__Task instructions__: Scale the data from its first line through the line with "320, 248, 425, 400", repeating every line, requests included. In the answers, multiply each box coordinate by 1.05 and round to a whole number, with halves rounding up.

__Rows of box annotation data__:
════

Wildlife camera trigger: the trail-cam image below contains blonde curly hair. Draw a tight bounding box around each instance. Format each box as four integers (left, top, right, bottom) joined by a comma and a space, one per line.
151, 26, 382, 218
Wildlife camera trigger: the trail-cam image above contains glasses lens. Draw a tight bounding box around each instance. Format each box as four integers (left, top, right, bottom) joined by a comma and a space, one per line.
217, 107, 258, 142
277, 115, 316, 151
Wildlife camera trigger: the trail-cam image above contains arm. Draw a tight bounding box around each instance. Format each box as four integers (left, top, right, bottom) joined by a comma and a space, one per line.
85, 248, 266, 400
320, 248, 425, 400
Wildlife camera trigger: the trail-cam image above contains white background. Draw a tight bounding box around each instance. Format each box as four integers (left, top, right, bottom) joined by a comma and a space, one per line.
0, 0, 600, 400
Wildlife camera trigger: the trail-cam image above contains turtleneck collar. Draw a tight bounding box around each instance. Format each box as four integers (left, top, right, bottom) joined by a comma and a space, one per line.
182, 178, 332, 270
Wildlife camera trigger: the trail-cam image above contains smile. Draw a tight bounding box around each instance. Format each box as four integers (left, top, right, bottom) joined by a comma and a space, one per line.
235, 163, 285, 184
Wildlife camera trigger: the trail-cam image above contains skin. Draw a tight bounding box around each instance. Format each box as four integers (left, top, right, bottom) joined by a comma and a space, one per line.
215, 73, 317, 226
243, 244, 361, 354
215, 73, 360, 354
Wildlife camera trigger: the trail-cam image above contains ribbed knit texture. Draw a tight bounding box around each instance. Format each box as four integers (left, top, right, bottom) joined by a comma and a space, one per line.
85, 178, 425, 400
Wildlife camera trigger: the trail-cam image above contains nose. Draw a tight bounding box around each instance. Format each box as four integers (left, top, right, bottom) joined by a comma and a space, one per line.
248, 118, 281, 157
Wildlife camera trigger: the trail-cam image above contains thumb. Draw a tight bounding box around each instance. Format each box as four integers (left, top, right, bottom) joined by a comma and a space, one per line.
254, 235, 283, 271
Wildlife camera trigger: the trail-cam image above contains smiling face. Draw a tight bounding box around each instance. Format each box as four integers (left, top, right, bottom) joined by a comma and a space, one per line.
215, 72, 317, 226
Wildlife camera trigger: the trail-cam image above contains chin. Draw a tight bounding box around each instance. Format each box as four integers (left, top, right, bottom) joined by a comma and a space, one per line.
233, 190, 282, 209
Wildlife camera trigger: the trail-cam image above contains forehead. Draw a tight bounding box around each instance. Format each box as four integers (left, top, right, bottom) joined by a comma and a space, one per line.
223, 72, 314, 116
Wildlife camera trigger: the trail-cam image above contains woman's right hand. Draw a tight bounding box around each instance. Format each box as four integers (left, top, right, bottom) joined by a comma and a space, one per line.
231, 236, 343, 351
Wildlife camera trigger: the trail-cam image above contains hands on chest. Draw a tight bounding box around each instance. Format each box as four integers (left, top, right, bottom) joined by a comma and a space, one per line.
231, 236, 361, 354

════

__Complete response__:
Wildlife camera trigger: the trail-cam image below contains blonde curly hair. Draw a tight bounding box around each instance. Format each box as four integers (left, top, right, bottom) joined by a comma and a space, one per line.
159, 27, 401, 229
Wildlife camera trigger: the trail-cam image above contains glasses lens. Draw a tight bounding box around each instance. Format each box as four integers (left, top, right, bottom) joined by a comma and a space, one per line.
228, 112, 271, 149
291, 121, 332, 159
Wildlife camera trigger: the trail-cam image above contains arm. Draw a tight bounding box around each instance. Format each box as four integers (left, top, right, bottom) joined by a comma and a space, one per line.
89, 260, 279, 420
336, 260, 446, 420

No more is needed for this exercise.